# RECORDS
━━━━━━━━━━━━━━━━━━━━
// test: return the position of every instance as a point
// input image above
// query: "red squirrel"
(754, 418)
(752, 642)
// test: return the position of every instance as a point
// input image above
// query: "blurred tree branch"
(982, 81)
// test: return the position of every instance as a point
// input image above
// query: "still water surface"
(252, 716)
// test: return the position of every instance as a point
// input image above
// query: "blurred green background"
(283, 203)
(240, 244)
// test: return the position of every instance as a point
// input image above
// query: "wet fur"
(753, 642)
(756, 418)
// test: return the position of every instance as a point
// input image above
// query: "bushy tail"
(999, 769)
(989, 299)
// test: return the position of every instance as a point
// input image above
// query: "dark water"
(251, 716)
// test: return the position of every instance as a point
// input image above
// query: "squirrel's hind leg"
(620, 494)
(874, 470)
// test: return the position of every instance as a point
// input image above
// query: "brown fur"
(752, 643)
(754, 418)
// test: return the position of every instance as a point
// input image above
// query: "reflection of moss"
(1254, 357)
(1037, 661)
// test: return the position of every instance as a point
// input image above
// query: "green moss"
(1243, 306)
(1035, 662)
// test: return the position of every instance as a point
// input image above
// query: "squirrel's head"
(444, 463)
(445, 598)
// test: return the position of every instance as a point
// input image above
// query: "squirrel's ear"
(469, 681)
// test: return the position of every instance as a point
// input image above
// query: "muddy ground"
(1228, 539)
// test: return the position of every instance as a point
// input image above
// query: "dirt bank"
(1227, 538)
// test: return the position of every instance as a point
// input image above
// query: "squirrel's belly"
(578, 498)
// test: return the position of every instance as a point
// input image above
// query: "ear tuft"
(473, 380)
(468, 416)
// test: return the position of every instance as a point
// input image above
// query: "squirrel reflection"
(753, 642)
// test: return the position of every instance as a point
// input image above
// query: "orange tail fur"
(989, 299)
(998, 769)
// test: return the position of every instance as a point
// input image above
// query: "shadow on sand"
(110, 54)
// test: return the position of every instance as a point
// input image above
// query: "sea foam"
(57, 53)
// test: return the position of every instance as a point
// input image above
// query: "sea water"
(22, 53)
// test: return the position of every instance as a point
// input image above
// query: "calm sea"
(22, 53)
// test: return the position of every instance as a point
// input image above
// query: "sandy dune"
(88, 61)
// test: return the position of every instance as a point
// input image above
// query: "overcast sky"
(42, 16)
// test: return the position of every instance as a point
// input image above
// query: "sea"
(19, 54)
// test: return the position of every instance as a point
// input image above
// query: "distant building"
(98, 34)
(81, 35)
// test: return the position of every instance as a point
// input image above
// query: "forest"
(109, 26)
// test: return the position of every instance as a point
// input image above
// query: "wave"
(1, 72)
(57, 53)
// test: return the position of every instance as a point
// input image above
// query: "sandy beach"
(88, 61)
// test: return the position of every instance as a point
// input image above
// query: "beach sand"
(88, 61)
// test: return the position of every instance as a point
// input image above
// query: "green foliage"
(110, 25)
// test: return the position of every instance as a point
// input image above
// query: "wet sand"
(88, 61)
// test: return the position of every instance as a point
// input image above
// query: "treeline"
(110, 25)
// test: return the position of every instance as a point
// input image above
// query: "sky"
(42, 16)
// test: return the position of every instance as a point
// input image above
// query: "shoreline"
━━━━━━━━━━━━━━━━━━━━
# WHAT IS REQUIRED
Retype each record. Keep every character as it is.

# FINISHED TASK
// test: return the position of every instance as a point
// input image above
// query: "red squirrel"
(754, 418)
(752, 642)
// test: return the position of every instance as a point
// input image above
// query: "blurred tree branch"
(982, 81)
// test: return the position of every instance as a point
// input image above
// query: "still water surface"
(252, 716)
// test: return the position of every instance as a point
// input image above
// query: "blurred green background"
(283, 203)
(240, 244)
// test: return the position of every instance as a point
// input image above
// query: "wet fur"
(753, 642)
(756, 418)
// test: return the position of every instance as a point
// input image above
// query: "bushy tail"
(999, 769)
(989, 299)
// test: return the position of every instance as a point
// input image above
// query: "dark water"
(251, 716)
// test: return the position of every instance as a point
// input image above
// query: "squirrel's hind leg"
(620, 494)
(874, 470)
// test: return the position of every instance as a point
// input image above
// query: "brown fur"
(752, 643)
(754, 418)
// test: return the position of every instance as a point
// input image above
// query: "reflection of moss"
(1254, 357)
(1037, 661)
// test: return the position of every instance as a point
// input image above
// query: "green moss"
(1243, 306)
(1035, 662)
// test: return the position of every instance as a point
// input image above
// query: "squirrel's head"
(444, 463)
(445, 598)
// test: return the position of every instance as a point
// input image above
// query: "squirrel's ear"
(469, 681)
// test: return the position of every instance as a point
// input image above
// query: "muddy ground"
(1228, 539)
// test: return the position of every instance as a point
// input image above
// query: "dirt bank"
(1227, 538)
// test: return the position of every instance as a point
// input image above
// query: "squirrel's belly"
(578, 498)
// test: return the position of every instance as a point
// input image above
// query: "ear tuft"
(473, 380)
(468, 416)
// test: return the position of every instance as a point
// input image above
// query: "squirrel reflection"
(753, 642)
// test: return the position of every instance as a point
// input image above
// query: "orange tail fur"
(989, 299)
(998, 769)
// test: return the position of every instance as a point
// input image above
// query: "shadow on sand"
(110, 54)
// test: return the position of every instance as a point
// input image above
// query: "sea foam"
(57, 53)
// test: return the position of every instance as a point
// input image above
// query: "sea water"
(22, 53)
// test: return the position of every instance as a point
// input image above
// query: "calm sea"
(22, 53)
// test: return the position of every instance as a point
// input image above
// query: "sandy dune"
(88, 61)
// test: return the position of every instance as a point
// input image above
// query: "overcast sky"
(42, 16)
// test: return the position of every instance as a point
// input image above
// query: "sea"
(19, 54)
// test: return the position of every instance as a point
// input image above
// query: "distant building"
(98, 34)
(81, 35)
// test: return the position of every instance as a point
// input image above
// query: "forest"
(109, 26)
// test: return the position of every instance as a point
// input image above
// query: "wave"
(1, 72)
(57, 53)
// test: return the position of every instance as a point
// input image above
// query: "sandy beach"
(88, 61)
// test: return the position of every instance as a point
// input image above
// query: "beach sand"
(88, 61)
// test: return the position of every instance as a point
// input image above
// query: "green foliage"
(110, 25)
// test: return the position of every instance as a point
// input image above
// query: "wet sand"
(88, 61)
// test: return the position of every instance as a point
// input image above
// query: "treeline"
(110, 25)
// test: return the position of every instance as a point
// input image above
// query: "sky"
(42, 16)
// test: return the position of every instance as a point
// input image above
// query: "shoreline"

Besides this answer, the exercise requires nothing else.